• [SET EXERCISE 1] In the Python packaging text, what are the two primary distribution types in Python?
• [SET EXERCISE 2] Carry on the Python packaging text from the point where it stops.

• [PAGE EXTRACT]
+ + + +
Looks like everything is working! Option 2 (providing scripts to download data from an external source) can be similarly implemented, except that the code will download data from an external source and save it on a user's local device, rather than load it locally from the installed package.

At this point, we've made a few changes to our package (like updated the `__init__.py` file and included example data) and we'd likely want to write some more tests to cover any new code we wrote, run all our tests, and release a new version of the package. We'll explore these topics more in **Chapter 5: {ref}`05:Testing`** and versioning and releasing updated packages in **Chapter 7: {ref}`07:Releasing-and-versioning`**.

## Package distribution

Up until now we've mostly been talking about the structure and content of packages, but the final step in the packaging workflow is to create a "distribution package" (which many people in the Python community still refer to simply as a "package"). Right now, our package is a collection of files and folders that's difficult to share, so the goal is to bundle it up into a distribution that can be easily shared (via a file-sharing service or by downloading from a public or private hosting repository) and then easily installed by users (which could just be you) with a simple `pip install` (or equivalent). This distribution should include the source code for your package, along with necessary metadata such as the dependencies of the package, a license (which tells users the terms under which they can use your package), etc.

Modern packaging tools like `poetry` (and others we'll discuss in a later section), aim to make the process of creating distributions as seamless and accessible as possible, so that developers don't have to worry too much about the low-level details. However, it's useful for prospective Python packagers to have a basic knowledge of what a distribution is and the two primary distribution types in Python: source distributions and built distributions.
+ + + +
• [LISTING]

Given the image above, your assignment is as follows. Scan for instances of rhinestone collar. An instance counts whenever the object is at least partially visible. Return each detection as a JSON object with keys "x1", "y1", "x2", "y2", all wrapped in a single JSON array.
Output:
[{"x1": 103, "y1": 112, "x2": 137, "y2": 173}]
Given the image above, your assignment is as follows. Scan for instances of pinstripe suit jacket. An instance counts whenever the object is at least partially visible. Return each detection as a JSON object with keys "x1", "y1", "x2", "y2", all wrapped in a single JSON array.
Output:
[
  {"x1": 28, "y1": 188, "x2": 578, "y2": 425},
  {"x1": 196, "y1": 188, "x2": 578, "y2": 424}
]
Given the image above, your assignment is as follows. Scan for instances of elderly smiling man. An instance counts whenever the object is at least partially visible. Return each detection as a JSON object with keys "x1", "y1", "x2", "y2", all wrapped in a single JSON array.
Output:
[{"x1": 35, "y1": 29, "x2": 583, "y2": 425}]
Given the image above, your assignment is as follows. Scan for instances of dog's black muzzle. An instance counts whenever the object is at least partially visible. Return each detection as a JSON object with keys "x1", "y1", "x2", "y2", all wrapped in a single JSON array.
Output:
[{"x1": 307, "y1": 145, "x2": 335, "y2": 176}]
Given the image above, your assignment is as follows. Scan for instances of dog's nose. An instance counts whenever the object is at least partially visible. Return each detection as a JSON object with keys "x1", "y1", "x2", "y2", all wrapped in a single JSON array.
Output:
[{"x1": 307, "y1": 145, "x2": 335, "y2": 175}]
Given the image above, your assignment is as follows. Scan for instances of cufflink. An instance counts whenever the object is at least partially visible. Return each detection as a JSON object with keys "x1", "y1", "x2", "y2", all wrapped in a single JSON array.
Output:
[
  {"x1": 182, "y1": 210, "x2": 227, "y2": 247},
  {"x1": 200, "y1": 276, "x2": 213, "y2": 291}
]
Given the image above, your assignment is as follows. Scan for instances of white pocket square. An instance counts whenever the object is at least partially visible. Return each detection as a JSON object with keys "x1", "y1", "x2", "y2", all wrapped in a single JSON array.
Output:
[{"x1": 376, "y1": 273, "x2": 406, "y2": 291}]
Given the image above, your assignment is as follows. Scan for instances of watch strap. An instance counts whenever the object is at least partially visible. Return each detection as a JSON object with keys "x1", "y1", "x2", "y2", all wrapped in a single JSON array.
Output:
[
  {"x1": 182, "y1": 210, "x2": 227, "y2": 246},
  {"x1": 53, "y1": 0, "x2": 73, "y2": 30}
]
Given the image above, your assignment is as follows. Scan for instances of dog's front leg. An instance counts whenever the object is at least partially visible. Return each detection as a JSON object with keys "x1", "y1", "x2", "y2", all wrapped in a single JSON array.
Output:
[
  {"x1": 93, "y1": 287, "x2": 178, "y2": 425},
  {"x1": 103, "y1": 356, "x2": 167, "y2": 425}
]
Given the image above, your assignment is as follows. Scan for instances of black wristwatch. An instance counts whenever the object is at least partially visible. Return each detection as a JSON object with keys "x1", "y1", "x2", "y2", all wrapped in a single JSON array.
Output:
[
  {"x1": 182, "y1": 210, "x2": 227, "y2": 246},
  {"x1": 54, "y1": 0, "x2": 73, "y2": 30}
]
+ + + +
• [TASK RESPONSE 1] Source distributions and built distributions.

• [TASK RESPONSE 2]
### How to build a distribution package

Modern packaging tools like `poetry` and `flit` (which we'll discuss briefly at the end of this chapter) make use of the `pyproject.toml` file to define the metadata of your project, its dependencies, and how it should be built. We added various components to this file throughout **Chapter 3: {ref}`03:How-to-package-a-Python`**. The file is human-readable and fairly self-explanatory and we won't go into detail here, although interested readers can take a look at [PEP 518 - Specifying Minimum Build System Requirements for Python Projects](https://www.python.org/dev/peps/pep-0518/) which introduced `pyproject.toml`. The pragmatic takeaway for prospective packagers is that different packaging tools will outline the required and optional sections of the file; for example, see the `poetry` [documentation on `pyproject.toml`](https://python-poetry.org/docs/pyproject/). Tools like `poetry` will use this file to build distributions packages of your package, usually in the form of a source distribution and/or built distribution.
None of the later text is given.